[Task instructions]
Where the word "mask" appears in a line below, copy the whole line.

[Stored data]
::::::::

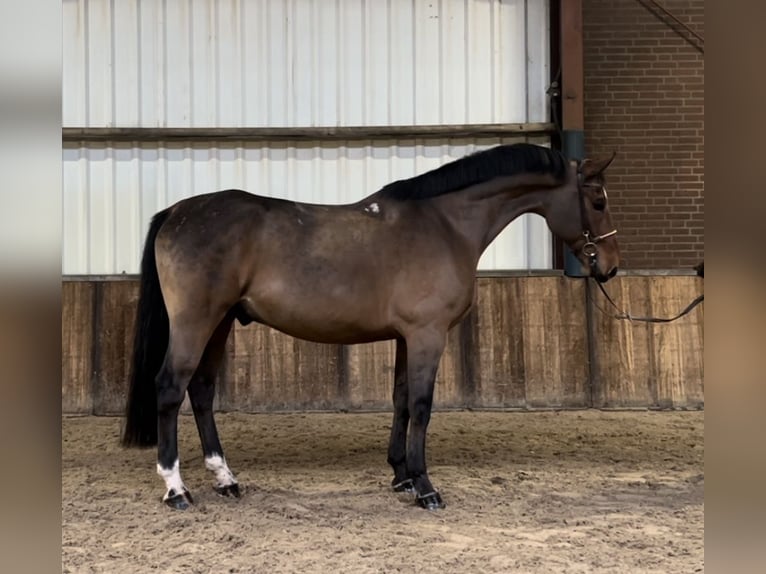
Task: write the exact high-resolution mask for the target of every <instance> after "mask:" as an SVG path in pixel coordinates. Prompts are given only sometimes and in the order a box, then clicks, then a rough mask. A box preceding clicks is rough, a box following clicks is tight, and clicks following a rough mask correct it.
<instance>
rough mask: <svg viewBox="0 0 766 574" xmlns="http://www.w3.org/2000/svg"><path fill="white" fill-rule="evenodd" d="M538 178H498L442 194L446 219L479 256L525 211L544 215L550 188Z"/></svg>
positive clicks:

::::::::

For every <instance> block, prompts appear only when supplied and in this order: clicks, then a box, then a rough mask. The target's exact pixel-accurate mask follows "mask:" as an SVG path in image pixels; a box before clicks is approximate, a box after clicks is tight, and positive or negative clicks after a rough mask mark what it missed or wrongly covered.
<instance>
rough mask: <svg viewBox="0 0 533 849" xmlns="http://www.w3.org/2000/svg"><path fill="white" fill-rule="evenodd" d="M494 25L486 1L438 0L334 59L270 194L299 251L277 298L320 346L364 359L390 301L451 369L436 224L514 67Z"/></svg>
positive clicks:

::::::::

[Solution for this exercise]
Task: write the exact high-resolution mask for the target of every <instance> after "mask:" as an SVG path in pixel coordinates. Prompts are given only sometimes and in the order a box, then clicks, then a rough mask. A box preceding clicks is rough, a box following clicks is tight, and clicks following a rough mask correct it.
rough mask: <svg viewBox="0 0 766 574" xmlns="http://www.w3.org/2000/svg"><path fill="white" fill-rule="evenodd" d="M538 178H498L442 194L446 219L479 256L525 211L544 215L550 188Z"/></svg>
For every <instance> block, prompts appear only when supplied and in this order: clicks, then a box, then a rough mask. The target's exact pixel-accurate mask follows "mask:" as an SVG path in image pixels; a box before clicks is approximate, a box after clicks is tight, and positive or negative clicks after a rough mask mark what it missed or wrongly covered.
rough mask: <svg viewBox="0 0 533 849" xmlns="http://www.w3.org/2000/svg"><path fill="white" fill-rule="evenodd" d="M494 25L486 1L438 0L334 59L270 194L299 251L277 298L320 346L364 359L390 301L451 369L436 224L514 67Z"/></svg>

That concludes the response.